____ EXERCISE INPUTS

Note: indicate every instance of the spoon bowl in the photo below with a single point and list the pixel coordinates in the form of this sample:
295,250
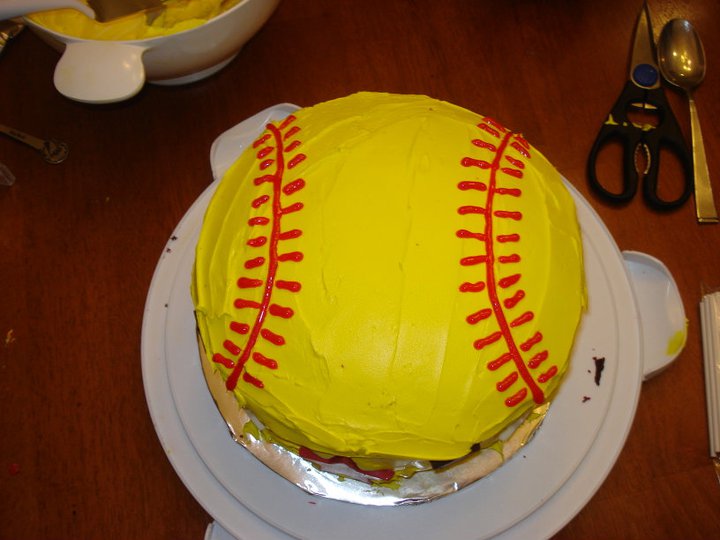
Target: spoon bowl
681,54
682,62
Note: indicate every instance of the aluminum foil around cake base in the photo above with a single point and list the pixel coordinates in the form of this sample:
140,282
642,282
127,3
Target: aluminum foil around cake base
339,484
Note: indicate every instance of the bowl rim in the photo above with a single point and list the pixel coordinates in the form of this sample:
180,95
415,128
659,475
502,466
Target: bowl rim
68,38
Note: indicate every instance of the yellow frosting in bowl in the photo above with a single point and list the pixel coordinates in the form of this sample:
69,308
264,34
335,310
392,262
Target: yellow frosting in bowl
389,276
176,16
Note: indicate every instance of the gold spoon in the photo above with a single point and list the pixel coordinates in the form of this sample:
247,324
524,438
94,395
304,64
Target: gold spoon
682,62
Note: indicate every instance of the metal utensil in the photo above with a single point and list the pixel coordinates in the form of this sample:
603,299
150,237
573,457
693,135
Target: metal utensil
52,151
682,62
642,143
100,10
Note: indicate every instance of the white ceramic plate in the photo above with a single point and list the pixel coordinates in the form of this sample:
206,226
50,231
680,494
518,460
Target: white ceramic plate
219,472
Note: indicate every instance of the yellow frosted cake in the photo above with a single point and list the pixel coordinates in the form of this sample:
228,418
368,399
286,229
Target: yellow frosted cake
388,276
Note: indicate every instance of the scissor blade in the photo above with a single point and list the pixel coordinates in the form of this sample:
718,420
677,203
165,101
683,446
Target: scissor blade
643,66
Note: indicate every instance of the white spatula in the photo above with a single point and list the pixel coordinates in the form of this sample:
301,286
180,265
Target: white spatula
100,10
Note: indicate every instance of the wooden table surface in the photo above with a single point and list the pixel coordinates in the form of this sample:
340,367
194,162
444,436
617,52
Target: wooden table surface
79,241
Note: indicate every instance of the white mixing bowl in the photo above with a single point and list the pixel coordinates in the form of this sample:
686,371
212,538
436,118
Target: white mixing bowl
95,71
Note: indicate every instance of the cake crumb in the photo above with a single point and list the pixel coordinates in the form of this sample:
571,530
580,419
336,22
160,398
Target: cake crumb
599,366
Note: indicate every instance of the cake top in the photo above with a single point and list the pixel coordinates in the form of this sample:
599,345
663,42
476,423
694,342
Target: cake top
389,275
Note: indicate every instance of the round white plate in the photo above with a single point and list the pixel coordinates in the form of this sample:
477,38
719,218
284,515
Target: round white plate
219,472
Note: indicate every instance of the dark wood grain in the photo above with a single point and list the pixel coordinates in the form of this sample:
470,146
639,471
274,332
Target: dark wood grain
79,457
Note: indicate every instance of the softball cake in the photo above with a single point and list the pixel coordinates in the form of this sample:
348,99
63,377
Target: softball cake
386,277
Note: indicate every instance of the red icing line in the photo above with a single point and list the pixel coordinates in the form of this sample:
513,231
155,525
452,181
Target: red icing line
494,285
382,474
472,287
471,210
292,286
468,185
275,154
240,328
292,187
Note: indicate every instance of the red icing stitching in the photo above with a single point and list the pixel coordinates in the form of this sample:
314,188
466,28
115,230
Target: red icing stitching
272,148
502,292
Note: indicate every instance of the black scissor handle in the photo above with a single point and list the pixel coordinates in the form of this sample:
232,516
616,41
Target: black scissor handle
650,139
609,133
618,128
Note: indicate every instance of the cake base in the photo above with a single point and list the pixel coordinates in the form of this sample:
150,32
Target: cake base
415,482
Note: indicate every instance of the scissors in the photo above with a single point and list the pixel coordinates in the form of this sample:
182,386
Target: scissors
642,94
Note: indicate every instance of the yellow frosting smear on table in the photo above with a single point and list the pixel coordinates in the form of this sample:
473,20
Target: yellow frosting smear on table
176,16
388,275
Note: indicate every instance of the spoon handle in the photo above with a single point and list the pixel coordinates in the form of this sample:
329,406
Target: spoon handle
704,204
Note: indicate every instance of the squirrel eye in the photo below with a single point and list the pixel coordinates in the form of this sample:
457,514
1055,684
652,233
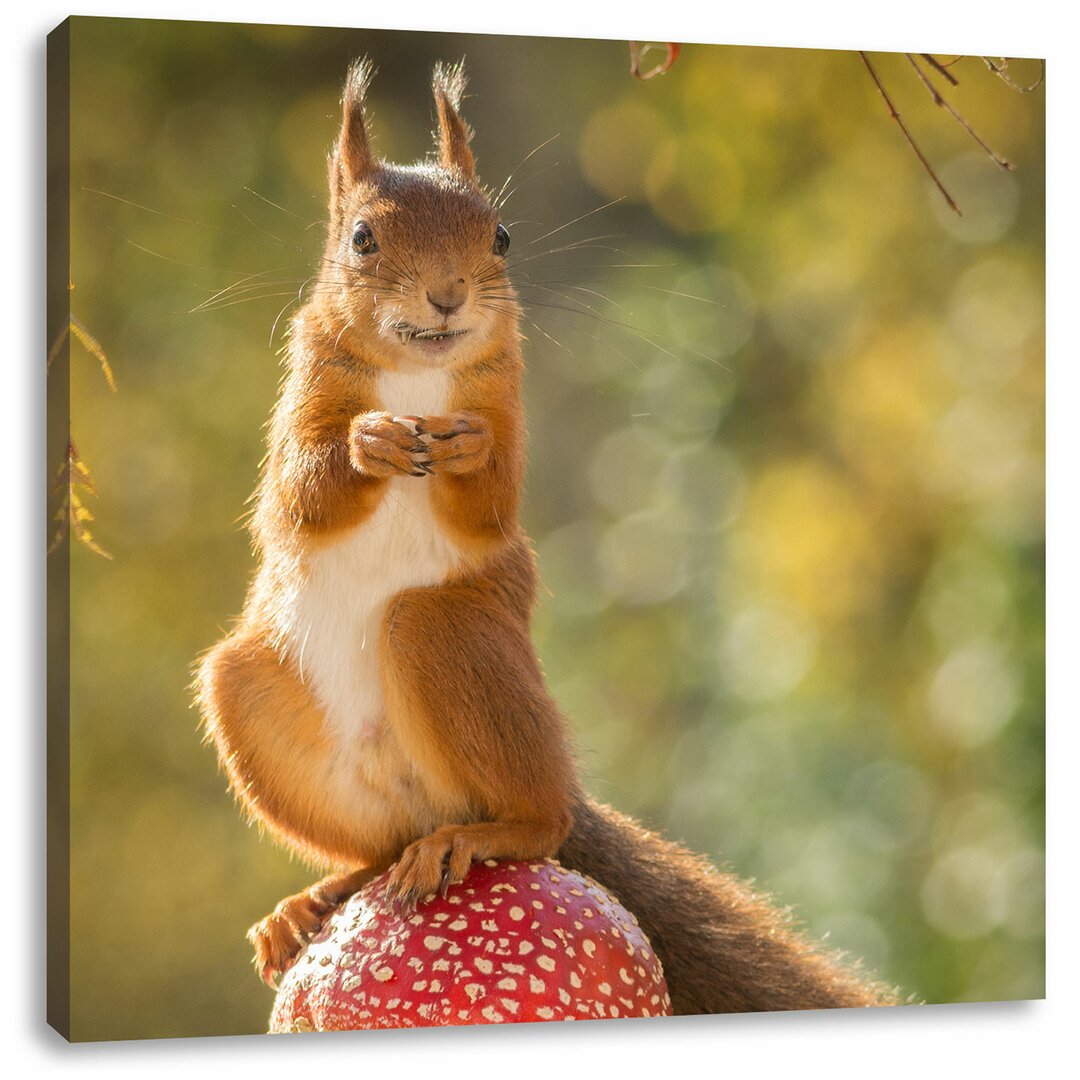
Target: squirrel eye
363,239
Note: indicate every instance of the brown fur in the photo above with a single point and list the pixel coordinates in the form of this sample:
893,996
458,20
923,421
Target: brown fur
471,758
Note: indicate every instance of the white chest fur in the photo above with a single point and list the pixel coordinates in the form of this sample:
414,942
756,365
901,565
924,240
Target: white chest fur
335,621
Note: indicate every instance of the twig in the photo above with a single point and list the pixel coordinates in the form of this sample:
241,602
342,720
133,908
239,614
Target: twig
1001,71
998,160
907,135
942,69
636,51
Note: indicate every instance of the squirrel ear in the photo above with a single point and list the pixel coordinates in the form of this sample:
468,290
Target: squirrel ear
352,156
454,134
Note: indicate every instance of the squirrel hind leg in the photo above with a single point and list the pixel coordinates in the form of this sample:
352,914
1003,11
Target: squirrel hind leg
280,937
435,862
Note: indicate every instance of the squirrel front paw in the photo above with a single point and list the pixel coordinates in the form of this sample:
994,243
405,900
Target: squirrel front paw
381,446
460,443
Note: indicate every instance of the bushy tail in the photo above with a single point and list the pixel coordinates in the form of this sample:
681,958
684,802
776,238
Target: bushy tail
723,948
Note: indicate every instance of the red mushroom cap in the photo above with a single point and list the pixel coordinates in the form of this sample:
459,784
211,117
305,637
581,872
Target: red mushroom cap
515,942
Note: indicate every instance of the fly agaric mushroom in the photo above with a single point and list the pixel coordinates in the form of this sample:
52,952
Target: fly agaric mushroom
515,942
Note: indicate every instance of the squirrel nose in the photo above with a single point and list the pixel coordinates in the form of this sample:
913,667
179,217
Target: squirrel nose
447,299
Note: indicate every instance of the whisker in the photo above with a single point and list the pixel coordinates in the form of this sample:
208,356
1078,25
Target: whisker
576,220
498,200
270,202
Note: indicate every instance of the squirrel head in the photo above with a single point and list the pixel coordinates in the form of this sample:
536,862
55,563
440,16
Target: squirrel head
414,271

________

PROBLEM DESCRIPTION:
State the number of lines above that hold the string "below", with nothing added.

COMPLETED EXERCISE:
2